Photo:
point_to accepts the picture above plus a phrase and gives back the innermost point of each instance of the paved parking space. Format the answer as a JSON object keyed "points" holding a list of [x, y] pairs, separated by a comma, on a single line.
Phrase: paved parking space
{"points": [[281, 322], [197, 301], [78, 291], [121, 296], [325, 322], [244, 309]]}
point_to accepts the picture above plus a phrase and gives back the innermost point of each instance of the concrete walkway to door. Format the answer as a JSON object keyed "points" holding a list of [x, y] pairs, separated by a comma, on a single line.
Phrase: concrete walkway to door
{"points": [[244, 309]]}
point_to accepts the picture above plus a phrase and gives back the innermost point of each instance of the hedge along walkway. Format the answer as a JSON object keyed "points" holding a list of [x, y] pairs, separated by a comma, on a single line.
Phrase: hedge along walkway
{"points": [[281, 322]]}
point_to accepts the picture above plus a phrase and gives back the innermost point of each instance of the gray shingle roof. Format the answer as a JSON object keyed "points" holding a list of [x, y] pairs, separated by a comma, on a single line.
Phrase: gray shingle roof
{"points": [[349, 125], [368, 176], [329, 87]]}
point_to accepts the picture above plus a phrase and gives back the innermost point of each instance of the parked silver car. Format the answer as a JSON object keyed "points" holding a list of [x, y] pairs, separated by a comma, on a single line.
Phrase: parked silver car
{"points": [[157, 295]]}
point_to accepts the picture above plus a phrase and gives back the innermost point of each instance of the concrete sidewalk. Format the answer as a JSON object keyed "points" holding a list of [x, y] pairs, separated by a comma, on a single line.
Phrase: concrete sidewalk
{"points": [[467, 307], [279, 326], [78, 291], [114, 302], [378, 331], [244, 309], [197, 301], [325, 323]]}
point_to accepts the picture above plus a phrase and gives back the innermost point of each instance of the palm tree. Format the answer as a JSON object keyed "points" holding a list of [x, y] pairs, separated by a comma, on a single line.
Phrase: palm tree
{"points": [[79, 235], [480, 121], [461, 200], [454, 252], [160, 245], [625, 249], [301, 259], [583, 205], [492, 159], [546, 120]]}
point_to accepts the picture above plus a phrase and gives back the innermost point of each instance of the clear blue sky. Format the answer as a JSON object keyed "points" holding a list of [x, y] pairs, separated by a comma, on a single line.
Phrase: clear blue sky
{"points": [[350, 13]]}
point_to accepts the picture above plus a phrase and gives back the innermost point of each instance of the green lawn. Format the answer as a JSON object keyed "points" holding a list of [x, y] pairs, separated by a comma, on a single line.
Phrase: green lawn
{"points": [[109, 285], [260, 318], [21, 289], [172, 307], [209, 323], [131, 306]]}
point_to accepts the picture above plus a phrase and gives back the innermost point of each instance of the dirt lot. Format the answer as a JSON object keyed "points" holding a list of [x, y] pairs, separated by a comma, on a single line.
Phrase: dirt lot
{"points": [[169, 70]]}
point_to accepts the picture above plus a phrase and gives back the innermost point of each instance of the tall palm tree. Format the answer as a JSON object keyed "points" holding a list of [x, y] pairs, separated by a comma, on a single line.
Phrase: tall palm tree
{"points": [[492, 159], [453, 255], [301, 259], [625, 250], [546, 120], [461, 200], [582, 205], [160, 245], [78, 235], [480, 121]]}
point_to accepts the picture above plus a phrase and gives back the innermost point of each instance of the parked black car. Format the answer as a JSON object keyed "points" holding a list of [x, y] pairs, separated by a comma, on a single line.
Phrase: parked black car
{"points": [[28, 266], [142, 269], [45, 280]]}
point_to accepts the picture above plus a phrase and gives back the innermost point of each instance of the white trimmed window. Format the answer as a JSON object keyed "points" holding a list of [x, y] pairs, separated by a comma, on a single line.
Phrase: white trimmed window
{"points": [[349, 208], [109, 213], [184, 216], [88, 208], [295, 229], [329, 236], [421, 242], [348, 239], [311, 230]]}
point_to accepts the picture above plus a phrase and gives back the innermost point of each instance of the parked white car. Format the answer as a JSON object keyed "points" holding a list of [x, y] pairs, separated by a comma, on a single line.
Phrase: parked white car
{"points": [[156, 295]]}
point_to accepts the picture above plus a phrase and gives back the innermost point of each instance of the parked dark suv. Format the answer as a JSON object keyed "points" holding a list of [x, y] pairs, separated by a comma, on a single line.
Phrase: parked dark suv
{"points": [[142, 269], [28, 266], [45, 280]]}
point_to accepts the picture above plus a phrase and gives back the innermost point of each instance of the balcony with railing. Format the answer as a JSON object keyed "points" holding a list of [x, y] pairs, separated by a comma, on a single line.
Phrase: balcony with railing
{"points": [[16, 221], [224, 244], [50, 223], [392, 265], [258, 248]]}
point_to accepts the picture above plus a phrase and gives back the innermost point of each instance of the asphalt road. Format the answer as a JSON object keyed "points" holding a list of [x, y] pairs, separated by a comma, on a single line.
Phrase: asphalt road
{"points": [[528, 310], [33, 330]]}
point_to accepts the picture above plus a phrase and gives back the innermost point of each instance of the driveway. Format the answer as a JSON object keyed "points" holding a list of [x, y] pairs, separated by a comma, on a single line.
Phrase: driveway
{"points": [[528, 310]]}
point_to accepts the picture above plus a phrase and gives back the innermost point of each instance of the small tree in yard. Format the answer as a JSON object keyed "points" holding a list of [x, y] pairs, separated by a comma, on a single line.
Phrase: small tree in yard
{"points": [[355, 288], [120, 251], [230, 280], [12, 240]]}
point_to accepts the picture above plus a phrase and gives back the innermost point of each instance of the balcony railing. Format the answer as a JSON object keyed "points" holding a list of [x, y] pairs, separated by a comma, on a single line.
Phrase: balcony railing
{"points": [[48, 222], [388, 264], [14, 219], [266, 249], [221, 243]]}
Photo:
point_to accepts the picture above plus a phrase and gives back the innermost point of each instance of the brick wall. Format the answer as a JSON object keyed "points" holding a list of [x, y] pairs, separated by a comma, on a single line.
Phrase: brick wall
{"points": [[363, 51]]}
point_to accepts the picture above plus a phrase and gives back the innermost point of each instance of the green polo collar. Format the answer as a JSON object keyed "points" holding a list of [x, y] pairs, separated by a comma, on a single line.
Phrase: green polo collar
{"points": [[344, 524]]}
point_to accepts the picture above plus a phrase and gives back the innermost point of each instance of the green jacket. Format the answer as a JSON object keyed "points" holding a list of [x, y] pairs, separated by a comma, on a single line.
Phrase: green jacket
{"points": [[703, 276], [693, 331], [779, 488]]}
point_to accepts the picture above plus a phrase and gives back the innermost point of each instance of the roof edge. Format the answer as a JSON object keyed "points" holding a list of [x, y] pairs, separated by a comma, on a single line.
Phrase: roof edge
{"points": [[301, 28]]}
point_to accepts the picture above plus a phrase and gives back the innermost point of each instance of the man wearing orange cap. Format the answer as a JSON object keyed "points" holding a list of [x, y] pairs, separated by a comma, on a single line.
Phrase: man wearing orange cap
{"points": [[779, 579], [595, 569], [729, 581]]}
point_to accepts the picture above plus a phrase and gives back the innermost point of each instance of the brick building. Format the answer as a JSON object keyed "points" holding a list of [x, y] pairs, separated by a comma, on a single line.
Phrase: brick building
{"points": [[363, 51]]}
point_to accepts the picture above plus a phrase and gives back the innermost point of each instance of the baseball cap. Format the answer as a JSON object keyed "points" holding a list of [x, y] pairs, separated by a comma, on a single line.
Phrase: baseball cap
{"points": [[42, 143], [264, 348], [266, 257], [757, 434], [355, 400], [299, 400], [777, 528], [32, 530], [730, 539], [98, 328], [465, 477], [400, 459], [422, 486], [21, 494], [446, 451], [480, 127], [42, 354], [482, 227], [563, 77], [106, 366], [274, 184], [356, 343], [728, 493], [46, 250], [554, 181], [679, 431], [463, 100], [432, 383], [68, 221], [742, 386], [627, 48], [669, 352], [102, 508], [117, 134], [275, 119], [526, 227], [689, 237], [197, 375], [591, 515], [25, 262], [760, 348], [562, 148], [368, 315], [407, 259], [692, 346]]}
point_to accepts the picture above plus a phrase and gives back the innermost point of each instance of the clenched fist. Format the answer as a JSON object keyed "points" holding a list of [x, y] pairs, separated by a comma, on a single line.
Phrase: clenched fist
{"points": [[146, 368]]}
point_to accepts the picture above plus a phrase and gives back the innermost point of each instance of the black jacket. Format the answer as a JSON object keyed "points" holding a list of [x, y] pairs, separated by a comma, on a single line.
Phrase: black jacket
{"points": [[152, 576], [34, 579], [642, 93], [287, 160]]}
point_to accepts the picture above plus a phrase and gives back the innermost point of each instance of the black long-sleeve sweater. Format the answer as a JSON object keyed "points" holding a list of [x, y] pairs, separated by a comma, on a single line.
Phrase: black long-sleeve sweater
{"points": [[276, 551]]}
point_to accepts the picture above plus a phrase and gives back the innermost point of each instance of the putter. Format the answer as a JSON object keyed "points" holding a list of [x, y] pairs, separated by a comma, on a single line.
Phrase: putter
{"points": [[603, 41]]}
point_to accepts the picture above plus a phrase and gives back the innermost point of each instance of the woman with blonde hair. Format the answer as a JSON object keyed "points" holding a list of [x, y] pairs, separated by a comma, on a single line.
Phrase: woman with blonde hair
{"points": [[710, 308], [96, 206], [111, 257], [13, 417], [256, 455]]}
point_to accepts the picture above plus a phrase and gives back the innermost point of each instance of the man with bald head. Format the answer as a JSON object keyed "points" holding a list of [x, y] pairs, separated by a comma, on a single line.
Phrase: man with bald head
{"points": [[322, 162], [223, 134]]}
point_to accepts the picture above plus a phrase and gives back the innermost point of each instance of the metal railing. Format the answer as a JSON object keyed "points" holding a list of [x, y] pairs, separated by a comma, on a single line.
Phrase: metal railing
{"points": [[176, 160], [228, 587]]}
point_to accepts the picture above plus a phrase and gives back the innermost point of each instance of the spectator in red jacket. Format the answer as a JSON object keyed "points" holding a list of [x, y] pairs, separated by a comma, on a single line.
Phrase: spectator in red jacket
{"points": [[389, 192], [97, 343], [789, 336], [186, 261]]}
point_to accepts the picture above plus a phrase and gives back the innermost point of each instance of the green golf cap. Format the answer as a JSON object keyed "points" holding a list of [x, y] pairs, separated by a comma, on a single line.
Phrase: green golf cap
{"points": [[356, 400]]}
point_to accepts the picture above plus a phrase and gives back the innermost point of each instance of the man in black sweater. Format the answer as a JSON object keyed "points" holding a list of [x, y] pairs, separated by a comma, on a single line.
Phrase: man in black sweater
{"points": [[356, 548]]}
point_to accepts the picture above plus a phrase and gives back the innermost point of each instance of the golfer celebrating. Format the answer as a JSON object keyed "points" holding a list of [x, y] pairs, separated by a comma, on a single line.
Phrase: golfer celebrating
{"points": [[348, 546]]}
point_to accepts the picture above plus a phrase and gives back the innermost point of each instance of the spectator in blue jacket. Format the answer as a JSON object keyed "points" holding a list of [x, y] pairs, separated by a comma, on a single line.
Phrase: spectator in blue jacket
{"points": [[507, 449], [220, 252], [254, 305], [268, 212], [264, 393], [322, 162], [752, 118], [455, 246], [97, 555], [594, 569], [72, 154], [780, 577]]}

※

WRITTEN EXERCISE = Reproduce the records above exactly, starting with the line that contains "in black sweater." and ending with the last line.

RESULT OF THIS TASK =
point_to accepts the picture above plus a phrase and gives back the innermost point of each instance of the man in black sweater. Format the answer as a JSON object keyed "points" holding a list of [x, y] pairs, separated by a comma, on a single line.
Phrase: man in black sweater
{"points": [[356, 548]]}
point_to accepts the picture above plus a phrase and gives back the innermost point of each instance of the golfer celebrating. Format the answer as a JSON object keyed "points" holding a list of [x, y] pairs, separated by a comma, on a single line.
Phrase: golfer celebrating
{"points": [[348, 546]]}
point_to accepts the picture above plus a phrase and gives back the innermost point of each instance of the spectator in blue jacket. Format the answer as a JSON object keyed "points" holding a list of [x, y] pairs, separated by a comma, on a single line.
Phrase: spectator in blue jacket
{"points": [[507, 449], [220, 252], [254, 305], [268, 212], [264, 393], [322, 162], [752, 118], [455, 246], [97, 555], [594, 569], [72, 154], [780, 577]]}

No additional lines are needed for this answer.